____ DATA ROWS

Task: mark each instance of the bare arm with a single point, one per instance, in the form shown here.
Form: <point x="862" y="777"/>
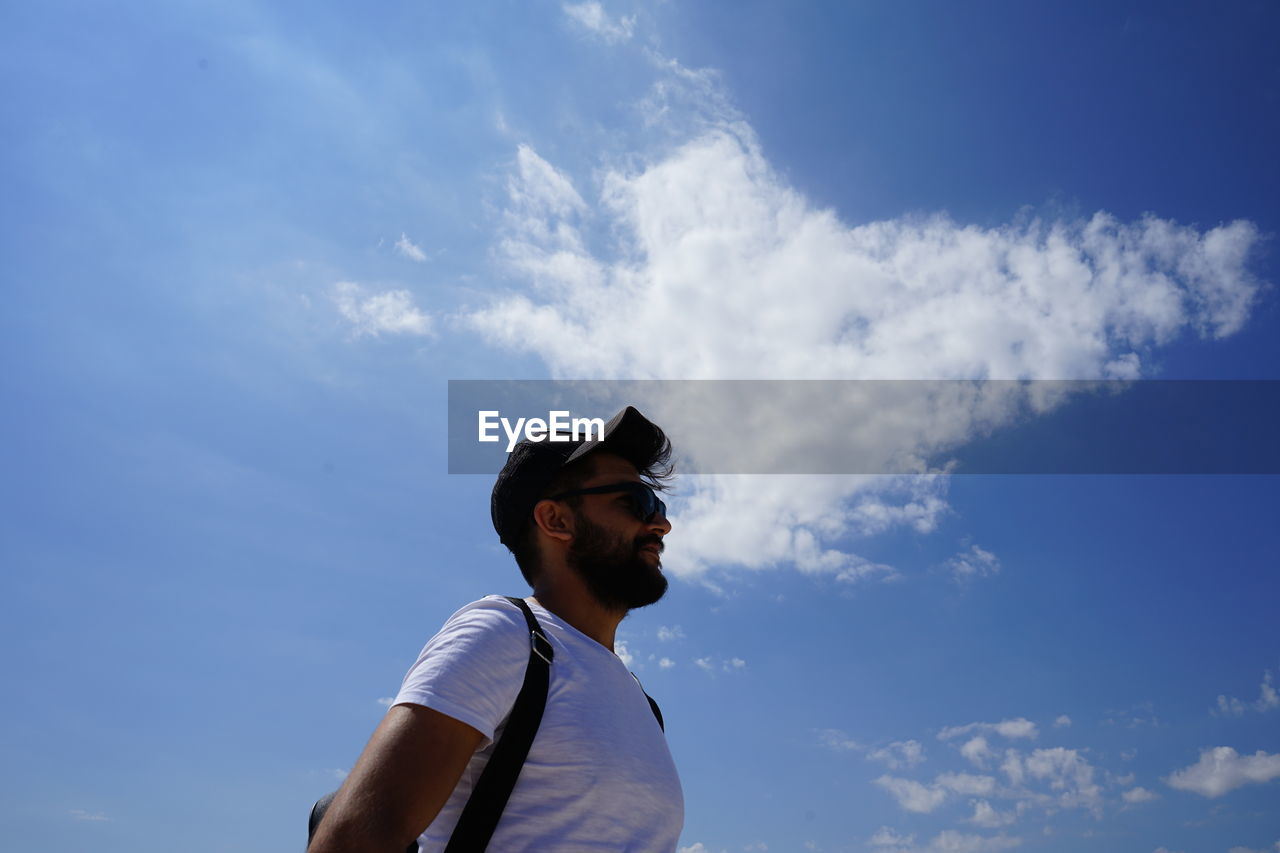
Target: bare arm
<point x="400" y="784"/>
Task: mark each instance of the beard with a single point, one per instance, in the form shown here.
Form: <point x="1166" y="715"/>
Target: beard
<point x="615" y="570"/>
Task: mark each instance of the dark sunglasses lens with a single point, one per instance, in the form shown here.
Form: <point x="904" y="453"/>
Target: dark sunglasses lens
<point x="647" y="503"/>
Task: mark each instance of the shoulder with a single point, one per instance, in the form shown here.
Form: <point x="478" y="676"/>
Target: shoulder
<point x="492" y="619"/>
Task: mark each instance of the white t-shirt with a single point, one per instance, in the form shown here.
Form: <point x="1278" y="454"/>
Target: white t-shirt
<point x="598" y="776"/>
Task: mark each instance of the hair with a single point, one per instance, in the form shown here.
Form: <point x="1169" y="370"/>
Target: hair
<point x="654" y="470"/>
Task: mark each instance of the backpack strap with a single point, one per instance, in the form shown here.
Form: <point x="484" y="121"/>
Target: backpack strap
<point x="489" y="797"/>
<point x="653" y="706"/>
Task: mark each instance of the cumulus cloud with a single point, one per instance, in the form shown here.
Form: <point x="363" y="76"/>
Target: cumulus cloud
<point x="1138" y="796"/>
<point x="977" y="751"/>
<point x="987" y="816"/>
<point x="886" y="840"/>
<point x="972" y="564"/>
<point x="672" y="633"/>
<point x="1016" y="728"/>
<point x="406" y="247"/>
<point x="717" y="269"/>
<point x="1221" y="770"/>
<point x="913" y="796"/>
<point x="1069" y="776"/>
<point x="967" y="784"/>
<point x="837" y="740"/>
<point x="388" y="313"/>
<point x="1269" y="699"/>
<point x="900" y="753"/>
<point x="592" y="17"/>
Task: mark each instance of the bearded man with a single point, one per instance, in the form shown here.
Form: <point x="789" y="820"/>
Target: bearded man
<point x="586" y="527"/>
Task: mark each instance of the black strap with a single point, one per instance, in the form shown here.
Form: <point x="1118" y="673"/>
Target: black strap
<point x="489" y="797"/>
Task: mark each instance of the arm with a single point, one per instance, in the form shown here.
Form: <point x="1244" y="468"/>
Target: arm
<point x="400" y="784"/>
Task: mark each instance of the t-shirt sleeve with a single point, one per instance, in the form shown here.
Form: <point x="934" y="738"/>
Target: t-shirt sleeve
<point x="474" y="667"/>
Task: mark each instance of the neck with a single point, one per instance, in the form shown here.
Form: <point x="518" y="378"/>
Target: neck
<point x="568" y="600"/>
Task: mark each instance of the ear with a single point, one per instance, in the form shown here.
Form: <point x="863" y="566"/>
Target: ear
<point x="554" y="519"/>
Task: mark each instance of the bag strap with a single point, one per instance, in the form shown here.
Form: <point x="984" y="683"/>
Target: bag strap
<point x="489" y="797"/>
<point x="493" y="789"/>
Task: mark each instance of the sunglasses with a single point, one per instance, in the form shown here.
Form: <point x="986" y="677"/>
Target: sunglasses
<point x="643" y="500"/>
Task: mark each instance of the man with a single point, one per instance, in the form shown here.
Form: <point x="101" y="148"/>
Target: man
<point x="586" y="530"/>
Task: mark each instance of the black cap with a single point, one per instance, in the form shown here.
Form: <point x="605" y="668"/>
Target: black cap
<point x="531" y="466"/>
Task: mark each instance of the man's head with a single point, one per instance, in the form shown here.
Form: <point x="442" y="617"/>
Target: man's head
<point x="595" y="528"/>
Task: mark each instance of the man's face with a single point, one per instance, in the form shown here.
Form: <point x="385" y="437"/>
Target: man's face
<point x="613" y="552"/>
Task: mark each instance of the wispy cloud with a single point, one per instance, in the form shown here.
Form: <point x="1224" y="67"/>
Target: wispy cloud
<point x="972" y="564"/>
<point x="1221" y="770"/>
<point x="1138" y="796"/>
<point x="887" y="840"/>
<point x="388" y="313"/>
<point x="712" y="665"/>
<point x="408" y="249"/>
<point x="594" y="19"/>
<point x="913" y="796"/>
<point x="1016" y="728"/>
<point x="837" y="740"/>
<point x="668" y="634"/>
<point x="720" y="269"/>
<point x="900" y="753"/>
<point x="1269" y="699"/>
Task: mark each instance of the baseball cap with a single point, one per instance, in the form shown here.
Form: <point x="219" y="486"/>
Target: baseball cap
<point x="531" y="466"/>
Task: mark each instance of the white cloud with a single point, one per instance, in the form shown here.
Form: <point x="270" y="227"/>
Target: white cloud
<point x="886" y="836"/>
<point x="716" y="268"/>
<point x="946" y="842"/>
<point x="987" y="816"/>
<point x="1069" y="775"/>
<point x="1274" y="848"/>
<point x="1269" y="699"/>
<point x="837" y="740"/>
<point x="1221" y="770"/>
<point x="1138" y="796"/>
<point x="406" y="247"/>
<point x="1016" y="728"/>
<point x="391" y="311"/>
<point x="967" y="784"/>
<point x="912" y="796"/>
<point x="976" y="562"/>
<point x="900" y="753"/>
<point x="977" y="751"/>
<point x="592" y="17"/>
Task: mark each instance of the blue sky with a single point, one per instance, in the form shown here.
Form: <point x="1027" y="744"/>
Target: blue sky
<point x="247" y="245"/>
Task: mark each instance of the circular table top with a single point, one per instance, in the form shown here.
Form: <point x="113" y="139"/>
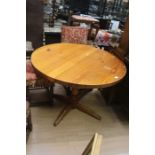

________

§ **REQUIREMENT**
Reproduce the entire listing above word for word, leaving out the pictures.

§ **CORRECT OUTPUT**
Task: mark each instance of the bare arm with a single point, one per instance, in the form shown here.
Form: <point x="862" y="777"/>
Target: bare arm
<point x="400" y="784"/>
Task: mark each instance of the beard with a single point, one per instance, in the form shown here.
Form: <point x="1166" y="715"/>
Target: beard
<point x="615" y="570"/>
Task: mark each instance of the dark sunglasses lens with a single point, one per instance, in the form shown here.
Form: <point x="904" y="453"/>
Target: dark sunglasses lens
<point x="647" y="503"/>
Task: mark each instance of the shoulder with a single point, one per instance, in the form shown here.
Form: <point x="478" y="676"/>
Target: shoulder
<point x="492" y="619"/>
Task: mark each instance of the white t-shirt with a single point, one per instance, in the form shown here.
Form: <point x="1278" y="454"/>
Target: white t-shirt
<point x="598" y="776"/>
Task: mark each instance of the hair with a single point, one per instance, in the form shown here.
Form: <point x="1169" y="370"/>
Target: hair
<point x="654" y="470"/>
Task: mark each instance of the backpack strap with a single point, one per instance, in the form shown here.
Form: <point x="484" y="121"/>
Target: backpack strap
<point x="489" y="797"/>
<point x="653" y="706"/>
Task: mark each instance of the cumulus cloud with a single point, one per instance, in the form shown here.
Form: <point x="363" y="76"/>
Target: cumulus cloud
<point x="1138" y="796"/>
<point x="977" y="751"/>
<point x="987" y="816"/>
<point x="886" y="840"/>
<point x="972" y="564"/>
<point x="672" y="633"/>
<point x="1016" y="728"/>
<point x="406" y="247"/>
<point x="717" y="269"/>
<point x="1221" y="770"/>
<point x="913" y="796"/>
<point x="1069" y="776"/>
<point x="967" y="784"/>
<point x="837" y="740"/>
<point x="388" y="313"/>
<point x="1269" y="699"/>
<point x="900" y="753"/>
<point x="592" y="17"/>
Task: mark each instance of the bearded man with a single point, one per instance, in the form shown here.
Form: <point x="789" y="820"/>
Target: bearded man
<point x="586" y="527"/>
Task: mark each instance of the black strap with a single point, one per instance, in the form shown here.
Form: <point x="1118" y="673"/>
Target: black strap
<point x="489" y="797"/>
Task: mark each instance of the arm with a single point, one per instance, in the form shown here.
Form: <point x="1244" y="468"/>
Target: arm
<point x="400" y="784"/>
Task: mark each instance of the t-shirt sleeve with a single point, one per instance, in the form shown here.
Form: <point x="934" y="738"/>
Target: t-shirt sleeve
<point x="474" y="667"/>
Task: mark each instance of the neck with a single point, one per instance, in the form shown here.
Form: <point x="518" y="378"/>
Target: neck
<point x="568" y="600"/>
Task: mark each instance of the ear with a single point, one per instance, in the form shown here.
Form: <point x="863" y="566"/>
Target: ear
<point x="554" y="519"/>
Task: mark each instance of the bag strap with a single point, one per instance, in the form shown here.
Form: <point x="984" y="683"/>
Target: bag strap
<point x="489" y="797"/>
<point x="493" y="789"/>
Task: mark each instance of the sunglasses with a single point, one per instance, in the form shown here.
Form: <point x="986" y="677"/>
Target: sunglasses
<point x="643" y="500"/>
Task: mark each instance of the man with a single point, one per instance, in the form shown here.
Form: <point x="101" y="148"/>
Target: man
<point x="586" y="530"/>
Task: mark each instance of the black cap with a single point, one per instance, in the form shown here.
Form: <point x="605" y="668"/>
Target: black cap
<point x="531" y="466"/>
Task: mark each instance of the man's head with a single point, one per instance, in the form shown here.
Form: <point x="442" y="617"/>
Target: man's head
<point x="595" y="528"/>
Task: mark each instance of the man's face with a single point, one per instance, in the form shown here.
Form: <point x="385" y="437"/>
Target: man's face
<point x="613" y="552"/>
Task: mark each instance of the wispy cloud with a single point, one per instance, in the form shown here.
Form: <point x="1224" y="67"/>
Target: wispy cloud
<point x="972" y="564"/>
<point x="1221" y="770"/>
<point x="1138" y="796"/>
<point x="887" y="840"/>
<point x="388" y="313"/>
<point x="712" y="665"/>
<point x="408" y="249"/>
<point x="594" y="19"/>
<point x="913" y="796"/>
<point x="1016" y="728"/>
<point x="837" y="740"/>
<point x="668" y="634"/>
<point x="720" y="269"/>
<point x="900" y="753"/>
<point x="1269" y="699"/>
Task: mark each instance of the baseball cap with a single point, one per instance, in the form shown here.
Form: <point x="219" y="486"/>
Target: baseball cap
<point x="531" y="466"/>
Task: mark each instance of the white cloud with a single point, one per instance, in the form shown here.
Form: <point x="270" y="227"/>
Target: white cloud
<point x="886" y="836"/>
<point x="716" y="268"/>
<point x="946" y="842"/>
<point x="987" y="816"/>
<point x="1069" y="775"/>
<point x="1274" y="848"/>
<point x="1269" y="699"/>
<point x="837" y="740"/>
<point x="1221" y="770"/>
<point x="1138" y="796"/>
<point x="406" y="247"/>
<point x="1016" y="728"/>
<point x="391" y="311"/>
<point x="967" y="784"/>
<point x="912" y="796"/>
<point x="976" y="562"/>
<point x="900" y="753"/>
<point x="977" y="751"/>
<point x="592" y="17"/>
Task: mark each instance of the blue sky with a single point, one per instance, in the form shown here.
Form: <point x="1027" y="744"/>
Target: blue sky
<point x="247" y="245"/>
Task: mark each instance of the circular table top with a single point, one per instance, in the form shown here.
Form: <point x="113" y="139"/>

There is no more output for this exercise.